### Stored data
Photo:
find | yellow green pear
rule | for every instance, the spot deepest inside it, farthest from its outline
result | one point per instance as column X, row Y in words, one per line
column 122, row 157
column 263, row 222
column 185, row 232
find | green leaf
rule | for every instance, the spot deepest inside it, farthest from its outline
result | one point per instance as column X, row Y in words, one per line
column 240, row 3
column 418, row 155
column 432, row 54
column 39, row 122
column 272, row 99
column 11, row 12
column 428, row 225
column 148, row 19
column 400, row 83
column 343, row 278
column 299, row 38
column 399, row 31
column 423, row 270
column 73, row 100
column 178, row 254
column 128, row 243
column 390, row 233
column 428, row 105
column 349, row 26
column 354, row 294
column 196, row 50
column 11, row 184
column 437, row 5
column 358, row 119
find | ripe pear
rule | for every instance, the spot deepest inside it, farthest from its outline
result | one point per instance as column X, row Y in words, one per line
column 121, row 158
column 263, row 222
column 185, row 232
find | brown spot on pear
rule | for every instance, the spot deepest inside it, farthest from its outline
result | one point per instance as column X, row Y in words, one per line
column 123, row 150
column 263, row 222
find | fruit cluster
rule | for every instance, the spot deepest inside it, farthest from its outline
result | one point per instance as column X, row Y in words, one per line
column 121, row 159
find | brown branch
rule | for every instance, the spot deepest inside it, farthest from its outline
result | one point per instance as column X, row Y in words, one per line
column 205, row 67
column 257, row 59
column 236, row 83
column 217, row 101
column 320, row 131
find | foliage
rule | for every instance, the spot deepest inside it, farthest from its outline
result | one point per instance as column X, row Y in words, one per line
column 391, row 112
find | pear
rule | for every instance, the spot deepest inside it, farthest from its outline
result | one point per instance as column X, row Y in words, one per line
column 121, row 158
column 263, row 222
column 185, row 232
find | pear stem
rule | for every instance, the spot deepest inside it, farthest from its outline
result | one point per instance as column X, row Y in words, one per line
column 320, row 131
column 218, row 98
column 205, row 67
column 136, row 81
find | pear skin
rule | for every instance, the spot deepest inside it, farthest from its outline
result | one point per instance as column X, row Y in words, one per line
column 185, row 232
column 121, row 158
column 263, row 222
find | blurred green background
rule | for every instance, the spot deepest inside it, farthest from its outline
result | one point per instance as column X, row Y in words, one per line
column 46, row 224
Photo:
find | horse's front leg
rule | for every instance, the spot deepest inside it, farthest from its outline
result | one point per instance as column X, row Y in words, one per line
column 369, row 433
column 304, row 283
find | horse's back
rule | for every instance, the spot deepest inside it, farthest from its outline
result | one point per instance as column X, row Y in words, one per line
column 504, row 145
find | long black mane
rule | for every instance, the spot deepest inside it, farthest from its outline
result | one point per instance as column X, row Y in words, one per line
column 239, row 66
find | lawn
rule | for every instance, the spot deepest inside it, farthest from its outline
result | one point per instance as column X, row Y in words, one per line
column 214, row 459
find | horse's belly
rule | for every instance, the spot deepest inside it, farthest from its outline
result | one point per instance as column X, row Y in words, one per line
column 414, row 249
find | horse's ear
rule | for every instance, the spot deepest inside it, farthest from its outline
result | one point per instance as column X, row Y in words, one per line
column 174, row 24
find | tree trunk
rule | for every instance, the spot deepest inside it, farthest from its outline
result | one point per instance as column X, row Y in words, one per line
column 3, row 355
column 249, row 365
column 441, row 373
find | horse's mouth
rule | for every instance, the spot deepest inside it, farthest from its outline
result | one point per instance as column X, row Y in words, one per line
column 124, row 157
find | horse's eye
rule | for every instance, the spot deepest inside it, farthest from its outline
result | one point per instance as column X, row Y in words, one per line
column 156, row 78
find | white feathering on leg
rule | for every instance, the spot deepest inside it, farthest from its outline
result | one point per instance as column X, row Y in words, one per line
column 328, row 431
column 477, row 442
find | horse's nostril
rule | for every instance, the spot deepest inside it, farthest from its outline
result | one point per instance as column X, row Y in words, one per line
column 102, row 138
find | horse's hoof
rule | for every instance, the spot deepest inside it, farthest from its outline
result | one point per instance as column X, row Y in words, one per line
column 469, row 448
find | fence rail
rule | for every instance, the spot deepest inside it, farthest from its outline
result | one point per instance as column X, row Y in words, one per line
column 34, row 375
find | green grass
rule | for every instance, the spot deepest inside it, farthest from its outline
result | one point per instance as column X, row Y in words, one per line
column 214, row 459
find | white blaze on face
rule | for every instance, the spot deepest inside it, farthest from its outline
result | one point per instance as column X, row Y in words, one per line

### Task requirements
Your reply should consist of all the records, set down exactly.

### Solution for this exercise
Photo:
find | yellow green pear
rule | for every instance, the spot deepest inside it, farthest from its outline
result | one point per instance as column X, row Y in words, one per line
column 122, row 157
column 263, row 222
column 185, row 232
find | green leaf
rule | for every instance, the spot deepest inside it, farthest from its outline
result | one point per instance as column X, row Y in words, one per line
column 240, row 3
column 418, row 155
column 432, row 54
column 39, row 122
column 272, row 99
column 11, row 12
column 428, row 225
column 148, row 19
column 400, row 83
column 343, row 278
column 299, row 38
column 399, row 31
column 423, row 270
column 73, row 100
column 178, row 254
column 128, row 243
column 390, row 233
column 428, row 105
column 349, row 26
column 354, row 294
column 196, row 50
column 11, row 184
column 437, row 5
column 358, row 119
find | ripe pear
rule | for every instance, the spot deepest inside it, farthest from its outline
result | one point per instance as column X, row Y in words, one per line
column 121, row 158
column 263, row 222
column 185, row 232
find | brown spot on pear
rule | for every instance, the spot deepest inside it, farthest from its outline
result | one point per instance as column X, row Y in words, one per line
column 123, row 150
column 263, row 222
find | fruit cluster
rule | for every instance, the spot deepest inside it, farthest from its outline
result | one point per instance as column X, row Y in words, one per line
column 121, row 159
find | brown branch
rule | for every instance, the spot deepest inside it, farthest from its outline
result | one point per instance as column X, row Y in words, one per line
column 205, row 67
column 257, row 59
column 236, row 83
column 217, row 101
column 320, row 131
find | foliage
rule | for every instance, the spot deepest inside it, farthest from its outline
result | one point per instance as column X, row Y in words, one per line
column 391, row 112
find | pear
rule | for every instance, the spot deepest inside it, farthest from its outline
result | one point per instance as column X, row Y in words, one per line
column 121, row 158
column 263, row 222
column 185, row 232
find | pear stem
rule | for every instance, the spot deepest inside it, farthest from its outline
result | one point per instance as column X, row Y in words, one per line
column 320, row 131
column 218, row 98
column 205, row 67
column 136, row 81
find | pear skin
rule | for every instance, the spot deepest inside it, farthest from its outline
result | one point per instance as column X, row Y in words, one per line
column 185, row 232
column 121, row 158
column 263, row 222
find | blurred green background
rule | for every instance, the spot deepest inside it, farthest from its outline
result | one point per instance as column X, row Y in words, one per line
column 46, row 224
Photo:
find | horse's front leg
rule | for every instance, the spot deepest inside it, farthest from its outline
result | one point per instance as column X, row Y in words, one per line
column 369, row 433
column 304, row 283
find | horse's back
rule | for every instance, the spot deepest inside it, farthest from its outline
result | one point per instance as column X, row Y in words, one per line
column 504, row 145
find | long black mane
rule | for every instance, the spot deepest inside it, farthest from its outline
result | one point per instance as column X, row Y in words, one per line
column 239, row 66
find | lawn
rule | for every instance, the spot deepest inside it, farthest from its outline
result | one point per instance as column X, row Y in words, one per line
column 214, row 459
find | horse's belly
rule | for every instance, the spot deepest inside it, farthest from its outline
result | one point per instance as column X, row Y in words, one per line
column 414, row 249
find | horse's ear
rule | for every instance, the spot deepest inside it, farthest from its outline
result | one point per instance as column X, row Y in words, one per line
column 174, row 24
find | tree trunk
rule | for every instance, the spot deepest inside it, farthest from its outline
result | one point per instance as column X, row Y in words, one per line
column 3, row 355
column 249, row 365
column 441, row 373
find | horse's mouth
rule | for every instance, the spot deepest inside it, farthest from its outline
result | one point per instance as column X, row Y in words, one per line
column 124, row 157
find | horse's eye
rule | for every instance, the spot deepest inside it, farthest from its outline
result | one point per instance as column X, row Y in words, one per line
column 156, row 78
find | white feathering on leg
rule | for every instance, the spot deepest inside it, farthest from its outline
result | one point per instance as column X, row Y in words, one per line
column 328, row 431
column 477, row 442
find | horse's nostril
rule | for every instance, the spot deepest inside it, farthest from its outline
result | one point per instance as column X, row Y in words, one per line
column 102, row 138
find | horse's hoof
rule | for every instance, the spot deepest inside it, farthest from its outline
result | one point per instance as column X, row Y in words, one per line
column 469, row 448
find | fence rail
rule | for every instance, the spot deepest inside it, farthest from its outline
result | one point per instance as column X, row Y in words, one per line
column 34, row 375
find | green grass
rule | for every instance, the spot deepest inside it, farthest from its outline
result | one point per instance as column X, row Y in words, one per line
column 214, row 459
find | white blaze on face
rule | for every instance, the spot deepest inside it, farthest from its outline
result | one point per instance as column X, row Y in words, one per line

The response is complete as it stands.